-- start of Data for this task --

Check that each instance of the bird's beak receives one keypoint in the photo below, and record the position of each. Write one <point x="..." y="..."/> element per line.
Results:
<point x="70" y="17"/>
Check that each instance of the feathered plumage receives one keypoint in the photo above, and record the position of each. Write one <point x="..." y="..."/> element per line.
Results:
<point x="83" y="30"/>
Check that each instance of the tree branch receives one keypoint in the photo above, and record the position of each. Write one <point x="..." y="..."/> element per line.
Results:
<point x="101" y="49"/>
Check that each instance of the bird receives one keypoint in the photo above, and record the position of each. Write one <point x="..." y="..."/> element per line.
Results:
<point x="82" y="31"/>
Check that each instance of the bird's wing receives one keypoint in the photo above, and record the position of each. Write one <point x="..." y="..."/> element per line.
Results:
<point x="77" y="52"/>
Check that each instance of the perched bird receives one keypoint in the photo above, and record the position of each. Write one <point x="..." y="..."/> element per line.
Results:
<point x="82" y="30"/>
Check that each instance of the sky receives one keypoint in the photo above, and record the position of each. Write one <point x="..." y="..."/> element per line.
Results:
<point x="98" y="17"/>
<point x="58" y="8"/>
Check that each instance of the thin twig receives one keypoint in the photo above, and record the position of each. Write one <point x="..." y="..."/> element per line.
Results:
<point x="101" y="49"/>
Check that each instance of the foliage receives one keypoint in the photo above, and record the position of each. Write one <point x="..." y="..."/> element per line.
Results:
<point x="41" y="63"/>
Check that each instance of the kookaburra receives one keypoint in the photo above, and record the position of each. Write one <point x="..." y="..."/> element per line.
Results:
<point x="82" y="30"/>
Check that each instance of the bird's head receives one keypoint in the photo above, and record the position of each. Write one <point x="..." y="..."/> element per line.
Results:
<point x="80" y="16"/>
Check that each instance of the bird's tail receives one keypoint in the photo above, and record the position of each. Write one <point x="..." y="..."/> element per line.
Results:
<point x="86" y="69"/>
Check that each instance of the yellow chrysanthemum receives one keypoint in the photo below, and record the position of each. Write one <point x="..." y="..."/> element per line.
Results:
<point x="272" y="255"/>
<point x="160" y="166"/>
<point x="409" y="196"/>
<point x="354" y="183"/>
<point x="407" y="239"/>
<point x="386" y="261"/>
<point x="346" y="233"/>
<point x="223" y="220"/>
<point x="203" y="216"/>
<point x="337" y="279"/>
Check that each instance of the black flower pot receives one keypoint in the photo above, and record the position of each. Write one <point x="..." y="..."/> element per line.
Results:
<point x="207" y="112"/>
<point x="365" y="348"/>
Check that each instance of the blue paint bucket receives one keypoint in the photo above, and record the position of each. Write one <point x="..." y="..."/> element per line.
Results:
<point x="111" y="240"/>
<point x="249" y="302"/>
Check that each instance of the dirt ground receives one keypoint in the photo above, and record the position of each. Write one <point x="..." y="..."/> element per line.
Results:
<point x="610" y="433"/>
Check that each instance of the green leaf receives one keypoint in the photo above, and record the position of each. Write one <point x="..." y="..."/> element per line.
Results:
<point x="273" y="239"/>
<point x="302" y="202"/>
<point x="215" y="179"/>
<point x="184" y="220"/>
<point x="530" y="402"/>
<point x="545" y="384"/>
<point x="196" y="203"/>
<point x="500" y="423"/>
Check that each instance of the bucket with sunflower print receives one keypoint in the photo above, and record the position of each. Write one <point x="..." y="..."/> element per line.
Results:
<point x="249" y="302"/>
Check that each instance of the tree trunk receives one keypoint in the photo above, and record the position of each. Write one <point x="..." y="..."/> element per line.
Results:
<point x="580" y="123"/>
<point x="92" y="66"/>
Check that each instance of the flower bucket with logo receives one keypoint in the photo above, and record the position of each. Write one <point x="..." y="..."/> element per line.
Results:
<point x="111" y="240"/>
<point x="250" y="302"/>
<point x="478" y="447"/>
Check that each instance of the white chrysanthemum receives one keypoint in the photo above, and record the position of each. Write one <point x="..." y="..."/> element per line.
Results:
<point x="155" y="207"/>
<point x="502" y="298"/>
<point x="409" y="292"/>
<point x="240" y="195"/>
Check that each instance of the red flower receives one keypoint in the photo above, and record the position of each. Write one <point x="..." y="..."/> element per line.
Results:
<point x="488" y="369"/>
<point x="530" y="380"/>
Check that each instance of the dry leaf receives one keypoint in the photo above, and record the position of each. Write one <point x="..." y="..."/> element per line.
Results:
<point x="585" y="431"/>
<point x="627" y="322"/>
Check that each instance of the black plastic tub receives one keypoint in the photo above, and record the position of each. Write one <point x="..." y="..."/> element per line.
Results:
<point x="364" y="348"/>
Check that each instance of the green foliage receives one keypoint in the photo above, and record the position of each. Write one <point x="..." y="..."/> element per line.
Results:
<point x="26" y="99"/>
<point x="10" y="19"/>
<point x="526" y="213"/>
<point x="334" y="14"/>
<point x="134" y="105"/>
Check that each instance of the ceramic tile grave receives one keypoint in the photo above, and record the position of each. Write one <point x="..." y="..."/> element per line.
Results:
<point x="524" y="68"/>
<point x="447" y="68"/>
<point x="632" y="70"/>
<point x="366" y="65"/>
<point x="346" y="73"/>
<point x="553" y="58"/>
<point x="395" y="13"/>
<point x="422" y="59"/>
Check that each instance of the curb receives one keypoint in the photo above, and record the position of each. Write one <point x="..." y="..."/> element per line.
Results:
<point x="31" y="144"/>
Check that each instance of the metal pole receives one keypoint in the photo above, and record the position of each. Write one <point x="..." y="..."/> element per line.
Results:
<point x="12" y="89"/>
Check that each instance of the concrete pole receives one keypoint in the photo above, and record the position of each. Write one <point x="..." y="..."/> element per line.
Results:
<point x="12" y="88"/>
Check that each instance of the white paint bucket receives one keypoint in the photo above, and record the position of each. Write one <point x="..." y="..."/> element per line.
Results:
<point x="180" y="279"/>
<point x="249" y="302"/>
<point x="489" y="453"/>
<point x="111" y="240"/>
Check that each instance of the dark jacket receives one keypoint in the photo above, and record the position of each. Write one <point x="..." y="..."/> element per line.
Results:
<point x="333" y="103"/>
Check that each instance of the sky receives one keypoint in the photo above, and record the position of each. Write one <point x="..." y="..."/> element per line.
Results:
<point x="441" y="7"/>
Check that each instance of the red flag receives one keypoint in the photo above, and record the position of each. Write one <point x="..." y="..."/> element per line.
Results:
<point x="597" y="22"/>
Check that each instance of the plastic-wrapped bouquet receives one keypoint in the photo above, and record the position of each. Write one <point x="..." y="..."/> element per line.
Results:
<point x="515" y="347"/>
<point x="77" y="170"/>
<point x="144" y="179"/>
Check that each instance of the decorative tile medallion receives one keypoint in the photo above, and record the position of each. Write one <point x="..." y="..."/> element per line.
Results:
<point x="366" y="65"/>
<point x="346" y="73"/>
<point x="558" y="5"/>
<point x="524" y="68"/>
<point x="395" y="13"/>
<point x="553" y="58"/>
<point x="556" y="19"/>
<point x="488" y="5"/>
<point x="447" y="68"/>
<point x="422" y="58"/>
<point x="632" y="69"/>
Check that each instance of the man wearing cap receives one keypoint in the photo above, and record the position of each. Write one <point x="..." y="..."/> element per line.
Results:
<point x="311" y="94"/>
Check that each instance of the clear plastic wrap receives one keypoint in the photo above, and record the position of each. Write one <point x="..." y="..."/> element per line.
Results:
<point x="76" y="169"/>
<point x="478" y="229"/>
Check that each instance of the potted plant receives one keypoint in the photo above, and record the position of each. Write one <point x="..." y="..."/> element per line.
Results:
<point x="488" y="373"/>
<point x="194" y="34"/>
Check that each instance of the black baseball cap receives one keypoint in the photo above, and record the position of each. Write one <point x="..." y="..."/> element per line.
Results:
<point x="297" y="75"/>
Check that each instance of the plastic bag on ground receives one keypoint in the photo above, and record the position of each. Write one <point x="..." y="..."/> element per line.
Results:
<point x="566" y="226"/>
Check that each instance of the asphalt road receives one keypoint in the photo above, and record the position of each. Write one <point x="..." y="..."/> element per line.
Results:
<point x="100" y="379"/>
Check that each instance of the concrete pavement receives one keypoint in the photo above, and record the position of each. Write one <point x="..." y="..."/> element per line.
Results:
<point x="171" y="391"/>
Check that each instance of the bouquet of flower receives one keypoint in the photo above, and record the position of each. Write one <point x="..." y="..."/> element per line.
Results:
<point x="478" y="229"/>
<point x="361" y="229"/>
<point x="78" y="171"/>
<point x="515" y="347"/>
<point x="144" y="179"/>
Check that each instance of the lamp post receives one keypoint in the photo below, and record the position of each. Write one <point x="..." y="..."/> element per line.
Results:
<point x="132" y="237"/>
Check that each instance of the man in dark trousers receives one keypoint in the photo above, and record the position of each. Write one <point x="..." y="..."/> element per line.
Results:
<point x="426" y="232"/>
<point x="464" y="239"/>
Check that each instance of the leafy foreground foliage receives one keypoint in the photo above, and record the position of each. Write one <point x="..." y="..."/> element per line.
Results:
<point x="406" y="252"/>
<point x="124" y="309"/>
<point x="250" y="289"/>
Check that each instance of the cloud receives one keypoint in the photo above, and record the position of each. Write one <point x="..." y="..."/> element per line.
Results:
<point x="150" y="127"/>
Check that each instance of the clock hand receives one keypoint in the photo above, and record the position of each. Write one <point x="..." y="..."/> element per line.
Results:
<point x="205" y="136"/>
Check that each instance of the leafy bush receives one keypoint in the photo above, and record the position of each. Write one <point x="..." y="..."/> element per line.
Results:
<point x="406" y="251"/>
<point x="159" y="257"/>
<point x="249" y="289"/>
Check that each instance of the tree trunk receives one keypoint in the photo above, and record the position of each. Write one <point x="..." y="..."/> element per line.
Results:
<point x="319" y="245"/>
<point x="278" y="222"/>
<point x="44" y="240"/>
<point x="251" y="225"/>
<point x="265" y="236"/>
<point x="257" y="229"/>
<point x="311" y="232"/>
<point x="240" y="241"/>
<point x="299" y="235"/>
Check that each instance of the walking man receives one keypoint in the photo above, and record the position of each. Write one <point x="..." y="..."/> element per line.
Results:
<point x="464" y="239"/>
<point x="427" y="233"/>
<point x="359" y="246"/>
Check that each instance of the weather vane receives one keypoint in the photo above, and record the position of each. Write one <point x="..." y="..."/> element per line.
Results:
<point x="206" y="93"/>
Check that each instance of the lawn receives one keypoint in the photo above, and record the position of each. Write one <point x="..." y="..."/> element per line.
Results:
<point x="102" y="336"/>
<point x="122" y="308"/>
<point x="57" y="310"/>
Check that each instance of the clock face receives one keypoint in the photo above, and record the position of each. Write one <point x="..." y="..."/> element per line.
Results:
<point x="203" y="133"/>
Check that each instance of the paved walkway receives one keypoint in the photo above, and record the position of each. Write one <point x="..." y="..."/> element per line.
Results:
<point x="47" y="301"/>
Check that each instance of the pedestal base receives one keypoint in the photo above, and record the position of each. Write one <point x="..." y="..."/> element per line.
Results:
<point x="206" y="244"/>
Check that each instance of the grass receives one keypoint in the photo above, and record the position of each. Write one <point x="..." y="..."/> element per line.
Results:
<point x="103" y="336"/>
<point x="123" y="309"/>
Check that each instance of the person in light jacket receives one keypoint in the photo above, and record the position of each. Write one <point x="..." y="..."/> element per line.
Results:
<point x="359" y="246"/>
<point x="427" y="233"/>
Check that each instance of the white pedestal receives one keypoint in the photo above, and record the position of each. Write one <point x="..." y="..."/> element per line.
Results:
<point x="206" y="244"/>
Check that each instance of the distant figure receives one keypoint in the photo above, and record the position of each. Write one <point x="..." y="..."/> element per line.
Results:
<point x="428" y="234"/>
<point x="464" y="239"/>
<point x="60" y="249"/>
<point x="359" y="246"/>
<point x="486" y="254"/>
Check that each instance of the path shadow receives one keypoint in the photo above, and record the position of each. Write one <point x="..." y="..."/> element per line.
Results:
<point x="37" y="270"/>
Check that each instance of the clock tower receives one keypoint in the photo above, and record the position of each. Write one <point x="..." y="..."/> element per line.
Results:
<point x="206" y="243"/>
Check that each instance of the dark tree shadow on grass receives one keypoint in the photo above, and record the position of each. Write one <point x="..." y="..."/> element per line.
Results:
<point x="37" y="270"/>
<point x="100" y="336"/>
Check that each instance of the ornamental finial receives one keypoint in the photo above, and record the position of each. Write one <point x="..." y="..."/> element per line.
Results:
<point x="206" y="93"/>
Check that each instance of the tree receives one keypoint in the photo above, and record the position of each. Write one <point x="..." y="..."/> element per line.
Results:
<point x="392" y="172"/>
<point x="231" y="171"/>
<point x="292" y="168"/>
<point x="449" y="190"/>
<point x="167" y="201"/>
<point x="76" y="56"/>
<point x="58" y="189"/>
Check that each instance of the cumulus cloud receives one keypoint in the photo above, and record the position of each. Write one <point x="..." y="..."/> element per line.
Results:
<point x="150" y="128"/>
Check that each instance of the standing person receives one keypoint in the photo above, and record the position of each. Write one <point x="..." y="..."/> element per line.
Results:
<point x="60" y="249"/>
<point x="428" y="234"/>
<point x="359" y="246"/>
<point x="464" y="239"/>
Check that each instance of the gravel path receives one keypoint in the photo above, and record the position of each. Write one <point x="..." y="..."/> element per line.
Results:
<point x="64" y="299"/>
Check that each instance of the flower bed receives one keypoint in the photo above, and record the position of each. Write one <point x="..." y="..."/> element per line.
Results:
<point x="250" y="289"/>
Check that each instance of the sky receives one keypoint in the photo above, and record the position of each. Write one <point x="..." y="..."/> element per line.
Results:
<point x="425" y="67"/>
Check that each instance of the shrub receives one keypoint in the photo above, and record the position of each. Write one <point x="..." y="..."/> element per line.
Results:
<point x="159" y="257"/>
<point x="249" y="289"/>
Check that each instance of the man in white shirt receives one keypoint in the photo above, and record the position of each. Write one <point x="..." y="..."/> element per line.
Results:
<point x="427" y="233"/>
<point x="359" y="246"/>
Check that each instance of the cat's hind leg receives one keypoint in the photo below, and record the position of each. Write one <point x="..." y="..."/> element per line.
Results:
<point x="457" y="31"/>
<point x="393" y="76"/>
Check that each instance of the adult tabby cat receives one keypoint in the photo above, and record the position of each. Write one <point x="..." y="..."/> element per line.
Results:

-- end of Data for this task --

# Requirements:
Only the lines from the one containing "Check that each instance of the standing" to the end of the data should be printed, exactly as they stand.

# Problem solution:
Check that each instance of the standing person receives one keypoint in the photo above, and record the position of each. Write one <point x="..." y="..."/> element per line.
Results:
<point x="60" y="249"/>
<point x="428" y="234"/>
<point x="359" y="246"/>
<point x="464" y="239"/>
Check that each instance of the gravel path receives one keypoint in the photo above, and record the position of each. Write one <point x="..." y="..."/> element per line.
Results:
<point x="64" y="299"/>
Check that each instance of the flower bed receives one keypoint in the photo above, and record the position of each. Write one <point x="..." y="..."/> element per line.
Results:
<point x="250" y="289"/>
Check that each instance of the sky receives one keypoint in the photo above, and record the position of each. Write one <point x="..." y="..."/> element per line.
Results:
<point x="425" y="67"/>
Check that each instance of the shrub receives one keypoint in the photo above, and record the position of each. Write one <point x="..." y="..."/> element per line.
Results:
<point x="159" y="257"/>
<point x="249" y="289"/>
Check that each instance of the man in white shirt receives one keypoint in the photo above, and record the position of each. Write one <point x="..." y="..."/> element per line.
Results:
<point x="427" y="233"/>
<point x="359" y="246"/>
Check that each instance of the cat's hind leg receives one keypoint in the photo below, and record the position of each. Write one <point x="..." y="..."/> element per line.
Results:
<point x="457" y="31"/>
<point x="393" y="76"/>
Check that each instance of the adult tabby cat receives one keypoint in the photo above, and record the position of each. Write one <point x="..." y="..."/> element per line.
Results:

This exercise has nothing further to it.